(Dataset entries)
———

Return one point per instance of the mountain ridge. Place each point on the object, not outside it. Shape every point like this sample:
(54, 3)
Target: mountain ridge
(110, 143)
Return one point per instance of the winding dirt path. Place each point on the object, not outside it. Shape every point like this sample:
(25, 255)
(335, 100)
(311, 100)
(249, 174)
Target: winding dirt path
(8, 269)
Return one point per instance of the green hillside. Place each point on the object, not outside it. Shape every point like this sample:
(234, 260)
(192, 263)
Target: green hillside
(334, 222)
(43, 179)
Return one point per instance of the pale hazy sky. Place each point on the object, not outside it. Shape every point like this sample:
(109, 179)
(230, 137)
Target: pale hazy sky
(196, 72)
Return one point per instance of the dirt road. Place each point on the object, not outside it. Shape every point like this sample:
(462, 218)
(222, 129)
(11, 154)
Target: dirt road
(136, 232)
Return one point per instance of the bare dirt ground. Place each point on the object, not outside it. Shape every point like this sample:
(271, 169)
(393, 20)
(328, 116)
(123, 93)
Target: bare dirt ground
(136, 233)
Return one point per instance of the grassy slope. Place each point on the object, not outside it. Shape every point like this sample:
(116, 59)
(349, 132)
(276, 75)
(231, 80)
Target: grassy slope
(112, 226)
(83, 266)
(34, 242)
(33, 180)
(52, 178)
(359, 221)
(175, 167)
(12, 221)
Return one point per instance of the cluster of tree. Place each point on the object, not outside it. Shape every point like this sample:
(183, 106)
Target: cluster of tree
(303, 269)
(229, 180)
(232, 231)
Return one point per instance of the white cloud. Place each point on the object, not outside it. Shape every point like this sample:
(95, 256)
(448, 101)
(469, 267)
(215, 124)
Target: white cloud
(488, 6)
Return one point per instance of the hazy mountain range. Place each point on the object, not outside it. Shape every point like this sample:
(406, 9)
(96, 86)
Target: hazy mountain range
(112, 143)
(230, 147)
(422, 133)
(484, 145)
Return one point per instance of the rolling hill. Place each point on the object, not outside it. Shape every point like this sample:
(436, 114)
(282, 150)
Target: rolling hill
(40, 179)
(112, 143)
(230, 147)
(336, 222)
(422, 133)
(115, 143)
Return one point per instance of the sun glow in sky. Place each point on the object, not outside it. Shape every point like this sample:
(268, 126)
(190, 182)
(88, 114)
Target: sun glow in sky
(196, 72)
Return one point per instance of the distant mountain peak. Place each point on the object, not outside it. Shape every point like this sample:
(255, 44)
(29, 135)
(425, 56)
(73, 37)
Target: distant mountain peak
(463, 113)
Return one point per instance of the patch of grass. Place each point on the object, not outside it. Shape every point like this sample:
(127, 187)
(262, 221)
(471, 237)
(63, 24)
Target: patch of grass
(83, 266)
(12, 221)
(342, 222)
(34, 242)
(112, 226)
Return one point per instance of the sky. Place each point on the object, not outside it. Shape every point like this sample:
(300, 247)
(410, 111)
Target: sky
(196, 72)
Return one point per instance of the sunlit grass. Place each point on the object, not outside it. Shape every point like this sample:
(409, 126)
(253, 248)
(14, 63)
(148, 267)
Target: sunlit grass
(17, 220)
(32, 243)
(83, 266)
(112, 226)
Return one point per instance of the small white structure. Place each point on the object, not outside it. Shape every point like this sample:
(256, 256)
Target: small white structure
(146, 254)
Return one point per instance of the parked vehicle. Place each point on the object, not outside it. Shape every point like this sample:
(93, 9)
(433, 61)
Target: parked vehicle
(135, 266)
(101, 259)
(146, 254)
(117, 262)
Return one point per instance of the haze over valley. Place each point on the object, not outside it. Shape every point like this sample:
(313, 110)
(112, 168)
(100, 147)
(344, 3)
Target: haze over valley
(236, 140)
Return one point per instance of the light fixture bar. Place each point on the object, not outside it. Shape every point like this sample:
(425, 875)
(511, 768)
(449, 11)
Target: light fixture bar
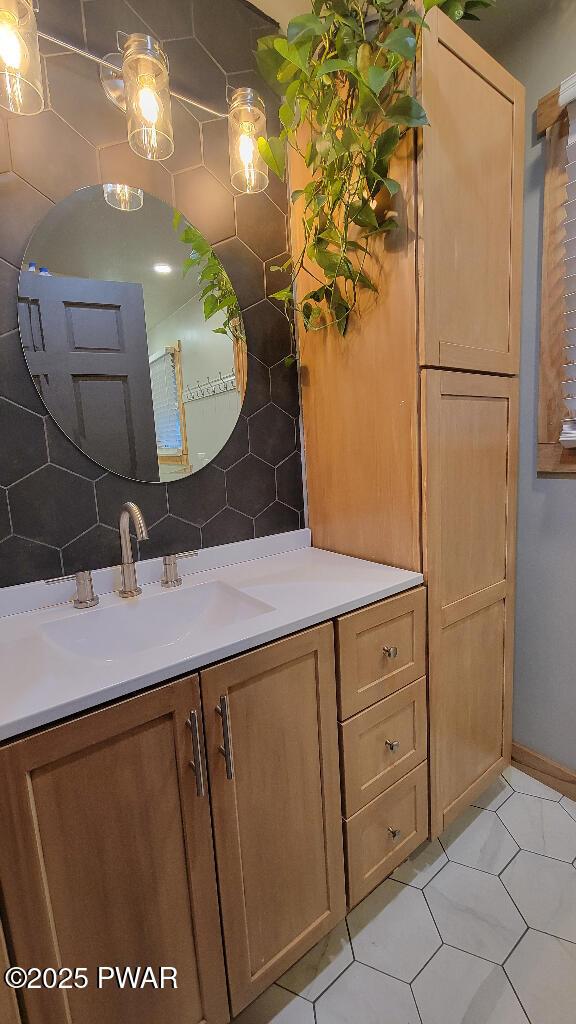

———

> _The problem_: Exclude every picture, then reproduce the remaining data character for character.

> _Finished exercise_:
Return one point per instance of the mountain ridge. Place each point on the object, not outside it. Shape every point like this sample:
(54, 3)
Target: mountain ridge
(110, 143)
Return one point per instance of the winding dirt path. Place each point on the object, not outside it. Shape every point like this sample:
(25, 255)
(335, 100)
(311, 100)
(249, 174)
Target: winding dirt path
(8, 269)
Return one point per instance of the green hillside. Place each point on the object, not outside it. Shape every point like this sample:
(234, 260)
(192, 263)
Target: green hillside
(334, 222)
(43, 179)
Return one point per instance of the pale hazy sky. Place each point on the object, not outside it. Shape every point like this sample:
(109, 179)
(230, 137)
Target: pale hazy sky
(196, 72)
Return one point per instance of the dirt road. Place each point on the object, not outside it. Shape every point like this sample:
(462, 218)
(222, 129)
(11, 154)
Target: dirt road
(136, 232)
Return one point per instance of the bare dirt ground. Place each point on the object, not outside it. Shape every point like this sample:
(271, 169)
(393, 20)
(328, 116)
(123, 93)
Target: bare dirt ground
(136, 233)
Return one point per instance of the grassy slope. Place each point on the object, not outside it. Shape every point like this sample:
(116, 59)
(349, 132)
(276, 75)
(231, 80)
Target: grassy slope
(112, 226)
(83, 266)
(34, 242)
(33, 180)
(52, 178)
(359, 221)
(175, 167)
(12, 221)
Return one point per instance of the cluster of tree. Place each point on the object, not outside it. Shape every point like this sample:
(183, 106)
Target: cluster of tree
(303, 269)
(229, 180)
(232, 231)
Return one point per instance of the white cloud. Place each point on the object, not outside it. Shape every point like this sample:
(95, 256)
(448, 101)
(469, 267)
(215, 124)
Target: white cloud
(488, 6)
Return one point per instance of the hazy mountain range. Place each point on the object, not outside it. Shape every point like this sample:
(406, 9)
(96, 86)
Target: hazy mountain range
(112, 143)
(230, 147)
(422, 133)
(484, 145)
Return one point per instance of the rolling hill. Place each point on the object, not outside it. Shape every point like this sample:
(436, 114)
(282, 150)
Target: rolling hill
(40, 179)
(112, 143)
(230, 147)
(336, 222)
(422, 133)
(115, 143)
Return one point per instance of the sun glow in sky. Place each point on the object, not outside it. Shape every point like this sample:
(268, 126)
(190, 182)
(88, 114)
Target: sun glow in sky
(196, 72)
Return one point per instance of the distant mountain peak. Place each point on the object, not outside it. Shape every point like this sample:
(255, 44)
(29, 135)
(425, 56)
(73, 37)
Target: distant mountain peak
(463, 113)
Return one point per instance of the patch of grass. Place each point on the object, not outside it. Shape every point like this sample:
(127, 187)
(262, 221)
(471, 237)
(63, 24)
Target: patch of grass
(83, 266)
(12, 221)
(342, 222)
(34, 242)
(112, 226)
Return one point per instance of the sky. Place each point on the object, not outside it. Shape every point like this sample:
(300, 247)
(410, 111)
Target: sky
(196, 72)
Return one point per instance of the sunlit grass. Place each point on the object, not outside it. Shape every point like this sample:
(409, 126)
(253, 248)
(14, 63)
(148, 267)
Target: sunlit grass
(17, 220)
(32, 243)
(83, 266)
(112, 226)
Return one point per instance of the small white structure. Place each point on the object, not outside it. Shape every point like this sample:
(256, 256)
Target: small white structure
(146, 254)
Return one point per instance of the parked vehicle. Place each point on the object, not outside it. Shape every point like this sample:
(93, 9)
(433, 61)
Target: parked vehicle
(135, 266)
(101, 259)
(146, 254)
(117, 262)
Return one point per instance of the haze over valley. Place each point on the object, not outside it. Shape every point like this sample:
(313, 110)
(112, 168)
(100, 147)
(344, 3)
Target: haze over valley
(236, 140)
Return one point per instance of the light fixture bar. Place each point on the object, not outside it. Shape every point like this sample:
(425, 875)
(511, 768)
(449, 11)
Target: light fixture bar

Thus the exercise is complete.